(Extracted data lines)
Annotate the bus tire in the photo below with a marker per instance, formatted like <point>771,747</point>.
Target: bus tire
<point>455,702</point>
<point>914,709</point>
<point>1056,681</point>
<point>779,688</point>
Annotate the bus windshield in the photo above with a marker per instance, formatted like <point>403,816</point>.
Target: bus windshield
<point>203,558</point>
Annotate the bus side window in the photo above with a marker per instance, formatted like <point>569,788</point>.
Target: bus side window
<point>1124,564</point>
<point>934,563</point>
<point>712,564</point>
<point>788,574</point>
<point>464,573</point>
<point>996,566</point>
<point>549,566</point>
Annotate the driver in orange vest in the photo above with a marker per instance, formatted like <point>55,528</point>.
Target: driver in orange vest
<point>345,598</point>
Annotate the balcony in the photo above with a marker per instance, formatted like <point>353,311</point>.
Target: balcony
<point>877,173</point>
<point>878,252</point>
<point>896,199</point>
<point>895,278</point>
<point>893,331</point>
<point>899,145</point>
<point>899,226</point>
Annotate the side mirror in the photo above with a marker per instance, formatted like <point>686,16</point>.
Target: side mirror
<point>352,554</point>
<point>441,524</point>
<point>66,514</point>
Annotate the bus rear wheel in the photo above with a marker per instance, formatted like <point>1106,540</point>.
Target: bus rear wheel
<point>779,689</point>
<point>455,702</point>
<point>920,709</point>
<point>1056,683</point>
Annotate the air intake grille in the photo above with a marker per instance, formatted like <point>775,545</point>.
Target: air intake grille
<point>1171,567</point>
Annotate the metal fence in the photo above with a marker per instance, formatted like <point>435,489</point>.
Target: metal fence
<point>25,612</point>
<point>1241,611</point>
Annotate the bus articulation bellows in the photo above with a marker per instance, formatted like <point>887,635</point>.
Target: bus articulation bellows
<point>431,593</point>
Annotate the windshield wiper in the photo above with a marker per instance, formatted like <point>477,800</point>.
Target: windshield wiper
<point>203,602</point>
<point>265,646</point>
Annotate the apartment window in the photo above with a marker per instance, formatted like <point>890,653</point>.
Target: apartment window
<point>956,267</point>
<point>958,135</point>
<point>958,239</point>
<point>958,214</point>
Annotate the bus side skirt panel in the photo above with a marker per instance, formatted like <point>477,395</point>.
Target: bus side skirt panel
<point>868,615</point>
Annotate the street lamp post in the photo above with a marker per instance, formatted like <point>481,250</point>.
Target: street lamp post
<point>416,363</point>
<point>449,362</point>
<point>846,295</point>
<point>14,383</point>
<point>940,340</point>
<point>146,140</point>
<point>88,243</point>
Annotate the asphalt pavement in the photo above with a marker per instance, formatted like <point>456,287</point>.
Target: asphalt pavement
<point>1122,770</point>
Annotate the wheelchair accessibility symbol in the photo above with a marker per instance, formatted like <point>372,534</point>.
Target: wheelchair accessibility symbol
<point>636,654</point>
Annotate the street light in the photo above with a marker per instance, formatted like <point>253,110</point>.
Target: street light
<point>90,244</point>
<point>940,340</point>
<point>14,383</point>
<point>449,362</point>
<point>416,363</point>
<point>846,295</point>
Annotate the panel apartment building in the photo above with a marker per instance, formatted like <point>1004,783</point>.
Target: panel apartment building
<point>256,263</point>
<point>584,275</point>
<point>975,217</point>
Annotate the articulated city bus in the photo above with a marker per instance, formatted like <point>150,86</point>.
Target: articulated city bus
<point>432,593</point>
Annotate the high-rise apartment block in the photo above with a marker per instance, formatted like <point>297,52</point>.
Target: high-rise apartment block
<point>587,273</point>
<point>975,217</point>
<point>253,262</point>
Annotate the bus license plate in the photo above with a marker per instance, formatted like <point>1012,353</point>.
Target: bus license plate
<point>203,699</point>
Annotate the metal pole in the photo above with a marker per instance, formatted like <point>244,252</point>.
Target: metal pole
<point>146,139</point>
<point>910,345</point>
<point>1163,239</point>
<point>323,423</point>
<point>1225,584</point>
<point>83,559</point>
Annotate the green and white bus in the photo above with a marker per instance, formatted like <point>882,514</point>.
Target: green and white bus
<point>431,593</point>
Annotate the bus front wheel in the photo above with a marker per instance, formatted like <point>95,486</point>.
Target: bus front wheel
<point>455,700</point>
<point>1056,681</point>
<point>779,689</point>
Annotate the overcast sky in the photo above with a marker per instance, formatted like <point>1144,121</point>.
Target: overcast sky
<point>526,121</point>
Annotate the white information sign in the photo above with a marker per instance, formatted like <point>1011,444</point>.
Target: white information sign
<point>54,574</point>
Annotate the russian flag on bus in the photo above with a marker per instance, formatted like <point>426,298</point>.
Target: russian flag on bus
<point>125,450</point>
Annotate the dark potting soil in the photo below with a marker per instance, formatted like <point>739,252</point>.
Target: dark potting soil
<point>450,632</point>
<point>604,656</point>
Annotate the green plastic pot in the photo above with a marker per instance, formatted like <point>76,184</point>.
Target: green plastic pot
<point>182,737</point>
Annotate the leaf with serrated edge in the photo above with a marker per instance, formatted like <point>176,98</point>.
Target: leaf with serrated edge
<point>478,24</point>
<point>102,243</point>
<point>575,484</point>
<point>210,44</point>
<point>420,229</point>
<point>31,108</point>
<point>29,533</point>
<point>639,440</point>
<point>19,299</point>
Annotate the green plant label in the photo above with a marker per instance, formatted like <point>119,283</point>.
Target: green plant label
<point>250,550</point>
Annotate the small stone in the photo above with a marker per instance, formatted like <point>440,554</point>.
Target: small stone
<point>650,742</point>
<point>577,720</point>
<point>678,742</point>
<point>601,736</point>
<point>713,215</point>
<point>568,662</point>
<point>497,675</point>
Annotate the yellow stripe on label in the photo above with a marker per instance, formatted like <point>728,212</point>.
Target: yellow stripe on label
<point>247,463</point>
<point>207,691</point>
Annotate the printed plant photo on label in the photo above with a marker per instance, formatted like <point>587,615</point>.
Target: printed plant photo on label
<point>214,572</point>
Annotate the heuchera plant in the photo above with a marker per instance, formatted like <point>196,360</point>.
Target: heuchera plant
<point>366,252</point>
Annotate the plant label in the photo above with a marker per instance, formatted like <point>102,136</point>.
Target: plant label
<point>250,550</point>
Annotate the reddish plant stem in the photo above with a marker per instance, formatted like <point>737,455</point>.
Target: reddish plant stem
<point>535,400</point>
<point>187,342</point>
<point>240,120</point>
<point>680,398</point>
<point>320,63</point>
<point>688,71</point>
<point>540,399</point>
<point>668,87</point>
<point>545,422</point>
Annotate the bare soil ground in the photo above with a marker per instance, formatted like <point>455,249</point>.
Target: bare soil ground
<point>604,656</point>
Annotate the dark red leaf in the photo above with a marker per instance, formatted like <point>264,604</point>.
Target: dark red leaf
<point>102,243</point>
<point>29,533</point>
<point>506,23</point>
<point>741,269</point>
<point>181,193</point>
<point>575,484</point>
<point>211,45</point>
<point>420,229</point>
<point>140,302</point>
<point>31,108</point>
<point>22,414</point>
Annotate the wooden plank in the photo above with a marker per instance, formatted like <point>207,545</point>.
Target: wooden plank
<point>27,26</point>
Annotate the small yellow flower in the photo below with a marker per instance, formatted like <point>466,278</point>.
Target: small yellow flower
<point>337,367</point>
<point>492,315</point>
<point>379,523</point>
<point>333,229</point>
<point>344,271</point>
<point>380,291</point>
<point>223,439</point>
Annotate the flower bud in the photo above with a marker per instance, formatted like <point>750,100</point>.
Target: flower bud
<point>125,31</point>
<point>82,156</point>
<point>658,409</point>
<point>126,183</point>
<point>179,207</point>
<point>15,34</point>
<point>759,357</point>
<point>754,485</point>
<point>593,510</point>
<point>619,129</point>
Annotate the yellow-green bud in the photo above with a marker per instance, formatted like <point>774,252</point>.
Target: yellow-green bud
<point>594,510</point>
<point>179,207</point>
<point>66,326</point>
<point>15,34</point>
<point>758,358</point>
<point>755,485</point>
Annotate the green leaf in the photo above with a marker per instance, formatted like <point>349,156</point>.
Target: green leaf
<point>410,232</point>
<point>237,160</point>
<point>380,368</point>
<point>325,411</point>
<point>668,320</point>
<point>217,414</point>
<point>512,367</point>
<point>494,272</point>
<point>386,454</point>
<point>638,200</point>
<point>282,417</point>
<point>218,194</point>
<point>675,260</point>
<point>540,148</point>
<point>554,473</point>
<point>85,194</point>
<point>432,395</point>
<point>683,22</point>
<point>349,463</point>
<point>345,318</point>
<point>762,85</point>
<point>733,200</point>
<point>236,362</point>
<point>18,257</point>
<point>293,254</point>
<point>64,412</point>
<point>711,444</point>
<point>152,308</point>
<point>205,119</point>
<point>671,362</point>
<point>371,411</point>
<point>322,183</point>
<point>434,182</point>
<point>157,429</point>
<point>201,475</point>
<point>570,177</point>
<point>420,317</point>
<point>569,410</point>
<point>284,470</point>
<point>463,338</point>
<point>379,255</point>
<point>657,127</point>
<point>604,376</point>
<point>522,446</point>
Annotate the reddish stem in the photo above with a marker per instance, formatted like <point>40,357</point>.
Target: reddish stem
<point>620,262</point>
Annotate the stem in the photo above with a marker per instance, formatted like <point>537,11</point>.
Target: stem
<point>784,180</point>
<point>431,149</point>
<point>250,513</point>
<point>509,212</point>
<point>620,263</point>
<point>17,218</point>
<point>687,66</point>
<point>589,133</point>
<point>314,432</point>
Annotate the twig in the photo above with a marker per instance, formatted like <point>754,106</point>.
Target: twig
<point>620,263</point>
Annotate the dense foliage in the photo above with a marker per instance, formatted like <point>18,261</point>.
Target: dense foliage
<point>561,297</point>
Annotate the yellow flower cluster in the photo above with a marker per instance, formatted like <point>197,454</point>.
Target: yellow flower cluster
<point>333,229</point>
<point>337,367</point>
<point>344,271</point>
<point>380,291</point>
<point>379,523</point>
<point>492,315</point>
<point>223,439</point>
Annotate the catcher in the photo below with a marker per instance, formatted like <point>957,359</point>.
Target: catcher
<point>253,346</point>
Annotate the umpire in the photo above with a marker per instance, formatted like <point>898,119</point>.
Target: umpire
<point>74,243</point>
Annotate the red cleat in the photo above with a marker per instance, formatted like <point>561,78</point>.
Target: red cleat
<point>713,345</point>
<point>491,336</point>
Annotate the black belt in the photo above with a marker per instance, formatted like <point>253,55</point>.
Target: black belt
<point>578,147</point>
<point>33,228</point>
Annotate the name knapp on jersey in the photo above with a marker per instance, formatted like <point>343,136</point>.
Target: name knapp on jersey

**Instruction**
Retype the lines above word for word, beginning with the line that contains "Annotate the black" and continuing through the last line.

**Result**
Annotate the black belt in the photo above with a marker per instance, formatted like <point>253,55</point>.
Target: black belt
<point>578,147</point>
<point>33,228</point>
Annotate the name knapp on jersey in the photo above with a marker per instance, formatted like <point>343,136</point>.
Target: name knapp on jersey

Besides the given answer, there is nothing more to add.